## RECORDS PROVIDED:
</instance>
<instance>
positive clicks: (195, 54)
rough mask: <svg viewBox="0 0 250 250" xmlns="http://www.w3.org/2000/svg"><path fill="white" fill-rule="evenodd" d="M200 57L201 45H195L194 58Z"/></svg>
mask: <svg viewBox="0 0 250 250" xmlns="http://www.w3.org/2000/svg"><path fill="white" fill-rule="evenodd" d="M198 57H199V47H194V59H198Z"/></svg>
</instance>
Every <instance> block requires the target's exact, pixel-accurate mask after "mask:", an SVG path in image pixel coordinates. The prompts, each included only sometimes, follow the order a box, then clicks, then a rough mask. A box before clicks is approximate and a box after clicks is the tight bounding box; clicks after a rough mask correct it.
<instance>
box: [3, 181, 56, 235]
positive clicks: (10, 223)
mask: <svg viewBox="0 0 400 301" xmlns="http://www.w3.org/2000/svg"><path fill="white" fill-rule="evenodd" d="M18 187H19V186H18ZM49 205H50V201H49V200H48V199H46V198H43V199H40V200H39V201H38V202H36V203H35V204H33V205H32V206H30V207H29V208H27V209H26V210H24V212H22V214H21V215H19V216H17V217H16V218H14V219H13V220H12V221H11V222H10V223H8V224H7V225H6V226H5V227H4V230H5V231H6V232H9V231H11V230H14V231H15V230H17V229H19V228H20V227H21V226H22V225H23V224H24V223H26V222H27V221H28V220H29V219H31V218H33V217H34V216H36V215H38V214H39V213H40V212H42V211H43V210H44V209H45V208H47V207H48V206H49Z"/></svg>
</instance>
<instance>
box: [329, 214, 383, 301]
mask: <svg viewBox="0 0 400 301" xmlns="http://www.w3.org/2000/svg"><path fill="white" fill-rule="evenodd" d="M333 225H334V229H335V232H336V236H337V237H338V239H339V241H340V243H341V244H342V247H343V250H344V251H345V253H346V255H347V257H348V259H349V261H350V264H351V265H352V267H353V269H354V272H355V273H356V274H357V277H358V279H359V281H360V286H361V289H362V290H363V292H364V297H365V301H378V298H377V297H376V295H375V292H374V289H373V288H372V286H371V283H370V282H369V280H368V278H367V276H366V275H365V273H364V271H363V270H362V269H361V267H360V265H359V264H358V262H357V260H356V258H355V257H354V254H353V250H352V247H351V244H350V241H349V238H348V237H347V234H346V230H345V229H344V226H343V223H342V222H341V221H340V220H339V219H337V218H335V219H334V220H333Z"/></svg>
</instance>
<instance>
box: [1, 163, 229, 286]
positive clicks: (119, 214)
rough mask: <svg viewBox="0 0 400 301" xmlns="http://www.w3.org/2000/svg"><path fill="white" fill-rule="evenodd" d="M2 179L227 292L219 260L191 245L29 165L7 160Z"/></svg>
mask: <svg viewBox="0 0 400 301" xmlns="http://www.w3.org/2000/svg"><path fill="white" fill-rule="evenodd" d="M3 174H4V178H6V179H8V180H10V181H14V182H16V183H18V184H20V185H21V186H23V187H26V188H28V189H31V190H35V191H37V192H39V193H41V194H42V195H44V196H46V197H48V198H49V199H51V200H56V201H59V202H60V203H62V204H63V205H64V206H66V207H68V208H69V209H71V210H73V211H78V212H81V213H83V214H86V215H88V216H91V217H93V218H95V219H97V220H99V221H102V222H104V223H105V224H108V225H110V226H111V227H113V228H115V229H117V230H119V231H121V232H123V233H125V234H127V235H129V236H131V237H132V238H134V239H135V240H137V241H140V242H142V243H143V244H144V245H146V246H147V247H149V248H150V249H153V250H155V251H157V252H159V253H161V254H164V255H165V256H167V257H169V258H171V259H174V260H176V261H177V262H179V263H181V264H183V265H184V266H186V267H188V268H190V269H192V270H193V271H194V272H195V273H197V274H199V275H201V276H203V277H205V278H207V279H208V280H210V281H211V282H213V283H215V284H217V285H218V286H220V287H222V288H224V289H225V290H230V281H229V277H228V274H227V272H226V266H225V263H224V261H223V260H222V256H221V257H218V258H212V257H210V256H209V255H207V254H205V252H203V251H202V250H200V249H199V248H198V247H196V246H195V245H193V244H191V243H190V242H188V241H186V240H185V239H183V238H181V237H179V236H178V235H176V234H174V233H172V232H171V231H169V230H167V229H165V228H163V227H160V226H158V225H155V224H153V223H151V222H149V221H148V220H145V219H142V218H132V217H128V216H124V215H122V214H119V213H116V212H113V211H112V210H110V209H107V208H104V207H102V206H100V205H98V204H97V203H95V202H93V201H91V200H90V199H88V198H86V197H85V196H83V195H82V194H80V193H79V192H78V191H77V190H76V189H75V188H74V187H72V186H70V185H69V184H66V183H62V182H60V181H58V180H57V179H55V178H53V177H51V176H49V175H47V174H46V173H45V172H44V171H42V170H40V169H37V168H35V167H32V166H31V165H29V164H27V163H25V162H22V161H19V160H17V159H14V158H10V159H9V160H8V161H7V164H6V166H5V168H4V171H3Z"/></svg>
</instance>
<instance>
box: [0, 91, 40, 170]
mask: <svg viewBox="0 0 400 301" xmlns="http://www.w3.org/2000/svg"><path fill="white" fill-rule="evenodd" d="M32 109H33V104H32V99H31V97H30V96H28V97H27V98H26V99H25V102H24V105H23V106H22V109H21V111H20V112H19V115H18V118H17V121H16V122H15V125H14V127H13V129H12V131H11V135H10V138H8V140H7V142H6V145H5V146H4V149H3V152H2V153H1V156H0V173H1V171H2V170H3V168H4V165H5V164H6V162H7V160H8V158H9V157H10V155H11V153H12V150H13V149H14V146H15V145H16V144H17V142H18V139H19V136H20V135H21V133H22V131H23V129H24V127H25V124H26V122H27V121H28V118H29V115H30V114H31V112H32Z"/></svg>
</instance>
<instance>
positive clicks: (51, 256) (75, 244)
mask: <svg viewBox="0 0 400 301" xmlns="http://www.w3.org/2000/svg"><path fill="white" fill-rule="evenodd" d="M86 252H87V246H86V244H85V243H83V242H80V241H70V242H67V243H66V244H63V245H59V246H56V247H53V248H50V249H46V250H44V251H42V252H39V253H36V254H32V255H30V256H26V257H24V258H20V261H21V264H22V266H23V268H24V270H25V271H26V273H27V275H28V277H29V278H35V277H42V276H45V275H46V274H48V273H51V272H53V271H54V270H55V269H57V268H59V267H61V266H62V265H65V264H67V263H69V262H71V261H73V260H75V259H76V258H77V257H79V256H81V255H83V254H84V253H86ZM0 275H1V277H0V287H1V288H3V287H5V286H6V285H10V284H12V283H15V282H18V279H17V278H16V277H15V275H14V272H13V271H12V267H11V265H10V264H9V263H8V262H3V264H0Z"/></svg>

## TO DO:
A complete, exact copy of the material is required.

## WRITTEN RESPONSE:
</instance>
<instance>
positive clicks: (195, 54)
rough mask: <svg viewBox="0 0 250 250" xmlns="http://www.w3.org/2000/svg"><path fill="white" fill-rule="evenodd" d="M200 57L201 45H195L194 58Z"/></svg>
mask: <svg viewBox="0 0 250 250" xmlns="http://www.w3.org/2000/svg"><path fill="white" fill-rule="evenodd" d="M198 57H199V47H194V59H198Z"/></svg>
</instance>
Every <instance> block requires the target's exact, pixel-accurate mask after "mask:", an SVG path in image pixel coordinates. The prompts, each included only sometimes, follow the order a box, then clicks, then a rough mask. A box before clicks is approximate and a box after clicks is the tight bounding box; clicks after a rough mask correct it.
<instance>
box: [3, 181, 56, 235]
positive clicks: (10, 223)
mask: <svg viewBox="0 0 400 301" xmlns="http://www.w3.org/2000/svg"><path fill="white" fill-rule="evenodd" d="M18 187H19V186H18ZM49 205H50V201H49V200H48V199H46V198H43V199H40V200H39V201H38V202H36V203H35V204H33V205H32V206H30V207H29V208H27V209H26V210H24V212H22V214H21V215H19V216H17V217H16V218H14V219H13V220H12V221H11V222H10V223H8V224H7V225H6V226H5V227H4V230H5V231H6V232H9V231H11V230H14V231H15V230H17V229H19V228H20V227H21V226H22V225H23V224H24V223H26V222H27V221H28V220H29V219H31V218H33V217H34V216H36V215H38V214H39V213H40V212H42V211H43V210H44V209H45V208H47V207H48V206H49Z"/></svg>
</instance>
<instance>
box: [329, 214, 383, 301]
mask: <svg viewBox="0 0 400 301" xmlns="http://www.w3.org/2000/svg"><path fill="white" fill-rule="evenodd" d="M333 225H334V229H335V232H336V236H337V237H338V239H339V241H340V243H341V244H342V247H343V250H344V251H345V253H346V255H347V257H348V259H349V261H350V264H351V265H352V267H353V269H354V272H355V273H356V274H357V277H358V279H359V281H360V286H361V289H362V290H363V292H364V297H365V301H378V298H377V297H376V295H375V292H374V289H373V288H372V286H371V283H370V282H369V280H368V278H367V276H366V275H365V273H364V271H363V270H362V269H361V267H360V265H359V264H358V262H357V260H356V258H355V257H354V254H353V250H352V247H351V244H350V241H349V238H348V237H347V234H346V230H345V229H344V226H343V223H342V222H341V221H340V220H339V219H337V218H335V219H334V220H333Z"/></svg>
</instance>
<instance>
box: [1, 163, 229, 286]
positive clicks: (119, 214)
rough mask: <svg viewBox="0 0 400 301" xmlns="http://www.w3.org/2000/svg"><path fill="white" fill-rule="evenodd" d="M2 179L227 292L219 260L191 245L29 165L7 160Z"/></svg>
mask: <svg viewBox="0 0 400 301" xmlns="http://www.w3.org/2000/svg"><path fill="white" fill-rule="evenodd" d="M3 174H4V178H6V179H8V180H10V181H14V182H16V183H18V184H20V185H21V186H23V187H26V188H28V189H31V190H35V191H37V192H39V193H41V194H42V195H44V196H46V197H48V198H49V199H51V200H56V201H59V202H60V203H62V204H63V205H64V206H66V207H68V208H69V209H71V210H73V211H78V212H81V213H83V214H86V215H88V216H91V217H93V218H95V219H97V220H99V221H102V222H104V223H105V224H108V225H110V226H111V227H113V228H115V229H117V230H119V231H121V232H123V233H125V234H127V235H129V236H131V237H132V238H134V239H135V240H137V241H140V242H142V243H143V244H144V245H146V246H147V247H149V248H150V249H153V250H155V251H157V252H159V253H161V254H164V255H165V256H167V257H169V258H171V259H174V260H176V261H177V262H179V263H181V264H183V265H184V266H186V267H188V268H190V269H192V270H193V271H194V272H195V273H197V274H199V275H201V276H203V277H205V278H207V279H208V280H210V281H211V282H213V283H215V284H217V285H218V286H220V287H222V288H224V289H225V290H230V281H229V277H228V274H227V272H226V266H225V263H224V261H223V260H222V256H221V257H218V258H212V257H210V256H209V255H207V254H205V252H203V251H202V250H200V249H199V248H198V247H196V246H195V245H193V244H191V243H190V242H188V241H186V240H185V239H183V238H181V237H179V236H178V235H176V234H174V233H172V232H171V231H169V230H167V229H165V228H163V227H160V226H158V225H155V224H153V223H151V222H149V221H148V220H145V219H142V218H132V217H128V216H124V215H122V214H119V213H116V212H113V211H112V210H110V209H107V208H104V207H102V206H100V205H98V204H97V203H95V202H93V201H91V200H90V199H88V198H86V197H85V196H83V195H82V194H80V193H79V192H78V191H77V190H76V189H75V188H74V187H72V186H70V185H69V184H66V183H62V182H60V181H58V180H57V179H55V178H53V177H51V176H49V175H47V174H46V173H45V172H44V171H42V170H40V169H37V168H35V167H32V166H31V165H29V164H27V163H25V162H22V161H19V160H17V159H14V158H10V159H9V160H8V161H7V164H6V166H5V168H4V171H3Z"/></svg>
</instance>
<instance>
box: [0, 91, 40, 170]
mask: <svg viewBox="0 0 400 301" xmlns="http://www.w3.org/2000/svg"><path fill="white" fill-rule="evenodd" d="M32 109H33V104H32V99H31V97H30V96H28V97H27V98H26V99H25V102H24V105H23V106H22V109H21V111H20V112H19V115H18V118H17V121H16V122H15V125H14V127H13V129H12V131H11V135H10V138H8V140H7V142H6V145H5V146H4V149H3V152H2V153H1V156H0V173H1V171H2V170H3V168H4V165H5V164H6V162H7V160H8V158H9V157H10V155H11V153H12V150H13V149H14V146H15V145H16V144H17V142H18V139H19V136H20V135H21V133H22V131H23V129H24V127H25V124H26V122H27V121H28V118H29V115H30V114H31V112H32Z"/></svg>
</instance>
<instance>
positive clicks: (51, 256) (75, 244)
mask: <svg viewBox="0 0 400 301" xmlns="http://www.w3.org/2000/svg"><path fill="white" fill-rule="evenodd" d="M86 252H87V246H86V244H85V243H83V242H80V241H70V242H67V243H66V244H63V245H59V246H56V247H53V248H50V249H46V250H44V251H42V252H39V253H36V254H32V255H30V256H26V257H24V258H20V261H21V264H22V266H23V268H24V270H25V271H26V273H27V275H28V277H29V278H35V277H42V276H45V275H46V274H48V273H51V272H53V271H54V270H55V269H57V268H59V267H61V266H62V265H65V264H67V263H69V262H71V261H73V260H75V259H76V258H77V257H79V256H81V255H83V254H84V253H86ZM0 275H1V277H0V287H1V288H3V287H5V286H6V285H10V284H12V283H15V282H18V279H17V278H16V277H15V275H14V272H13V271H12V267H11V265H10V264H9V263H8V262H3V264H0Z"/></svg>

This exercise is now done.